- **Document section**:
Thanks for the warm welcome and the good advice.  I got a chance last night to try out the X2C in my 8" CPC 800 Edge alt/az scope, 

and was able to get a short USB extension cable to work (it was at hand).  I will try with a longer one, as suggested.  There is clearly a

learning curve, but I'm encouraged by my first results.

I was going to add some pics, but I can't figure out how to upload them - am I restricted as a new member?  Or is there a trick to it...?  

 
Conditions here last night: 3rd quarter moon, urban skyglow from Nanaimo & Vancouver to the east (I'm actually stunned how much

the X2C picks up when shooting near the horizon!  Sensitive camera).  Clear, calm skies.  My view is primarily WNW through N to E;

the S sky, especially low down, is blocked by houses.  I used an f/3.3 reducer (I'm still working on the spacing of the various elements 
in my imaging train).  I screwed up taking darks, and didn't feel like removing the dewcap once I got going, so there are no darks/
flats applied.  I used short exposures (typically 15s) and played with the various stacking options, mostly sum & mean.  Focus could

be better - I don't have a focus mask, and tried LL's focus assist/eyeballing it.

- **Given exercise 1**:
In the astronomy forum post, translate this sentence into Spanish: "I will try with a longer one, as suggested."
- **Given exercise 2**:
According to the astronomy forum post, why were no darks or flats applied to the images?
- **Given exercise 3**:
Answer these questions using the astronomy forum post:
(a) What phase was the moon in during the session?
(b) What reducer was used?
(c) How long were the exposures, typically?
Use only the text to complete the work.

- **Recorded information**:
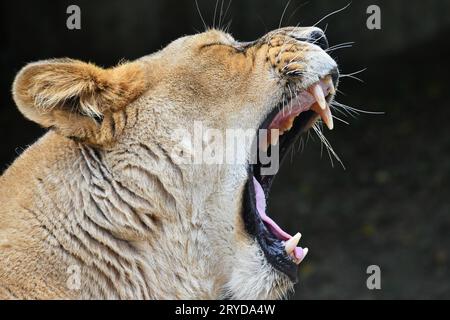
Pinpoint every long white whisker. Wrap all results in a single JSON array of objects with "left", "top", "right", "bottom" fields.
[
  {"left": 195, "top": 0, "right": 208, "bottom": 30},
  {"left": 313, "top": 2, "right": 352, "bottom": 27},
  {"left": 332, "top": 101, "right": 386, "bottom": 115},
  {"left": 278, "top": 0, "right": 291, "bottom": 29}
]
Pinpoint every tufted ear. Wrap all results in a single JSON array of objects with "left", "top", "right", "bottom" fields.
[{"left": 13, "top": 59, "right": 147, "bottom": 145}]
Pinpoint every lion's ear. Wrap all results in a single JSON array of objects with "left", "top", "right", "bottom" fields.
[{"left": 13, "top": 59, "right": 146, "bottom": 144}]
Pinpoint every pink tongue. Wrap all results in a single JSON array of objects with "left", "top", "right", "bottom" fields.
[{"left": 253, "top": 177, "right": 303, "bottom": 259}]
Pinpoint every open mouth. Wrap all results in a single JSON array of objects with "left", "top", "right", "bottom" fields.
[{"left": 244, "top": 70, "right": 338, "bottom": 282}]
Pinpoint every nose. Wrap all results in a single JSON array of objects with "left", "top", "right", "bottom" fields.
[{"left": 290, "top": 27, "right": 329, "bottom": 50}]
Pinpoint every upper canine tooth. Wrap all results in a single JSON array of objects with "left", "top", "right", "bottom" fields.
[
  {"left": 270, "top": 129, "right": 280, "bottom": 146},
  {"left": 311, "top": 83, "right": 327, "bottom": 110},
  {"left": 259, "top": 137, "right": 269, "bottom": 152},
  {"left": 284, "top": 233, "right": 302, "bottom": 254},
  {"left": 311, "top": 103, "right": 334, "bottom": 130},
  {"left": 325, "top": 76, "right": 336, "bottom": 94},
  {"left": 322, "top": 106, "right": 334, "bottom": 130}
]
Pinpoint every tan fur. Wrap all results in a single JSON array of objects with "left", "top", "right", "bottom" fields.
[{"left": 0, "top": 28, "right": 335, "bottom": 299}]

==

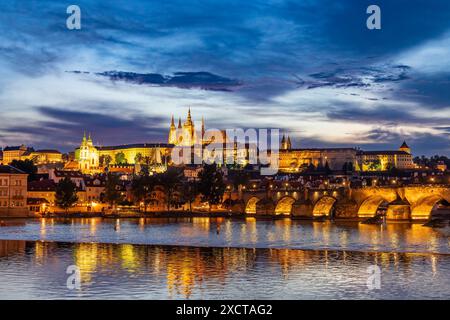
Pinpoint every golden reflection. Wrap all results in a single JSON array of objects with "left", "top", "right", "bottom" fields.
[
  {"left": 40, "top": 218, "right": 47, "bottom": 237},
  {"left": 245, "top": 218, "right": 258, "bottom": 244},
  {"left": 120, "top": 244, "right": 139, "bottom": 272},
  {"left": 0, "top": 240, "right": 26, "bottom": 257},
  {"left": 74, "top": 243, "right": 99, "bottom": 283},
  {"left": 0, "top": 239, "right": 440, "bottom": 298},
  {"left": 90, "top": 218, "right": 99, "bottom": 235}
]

- **Full response 1**:
Probaré con uno más largo, como se me sugirió.

- **Full response 2**:
The writer made a mistake when taking the darks. The writer also didn't want to remove the dewcap after starting.

- **Full response 3**:
(a) Third quarter.
(b) An f/3.3 reducer.
(c) 15 seconds.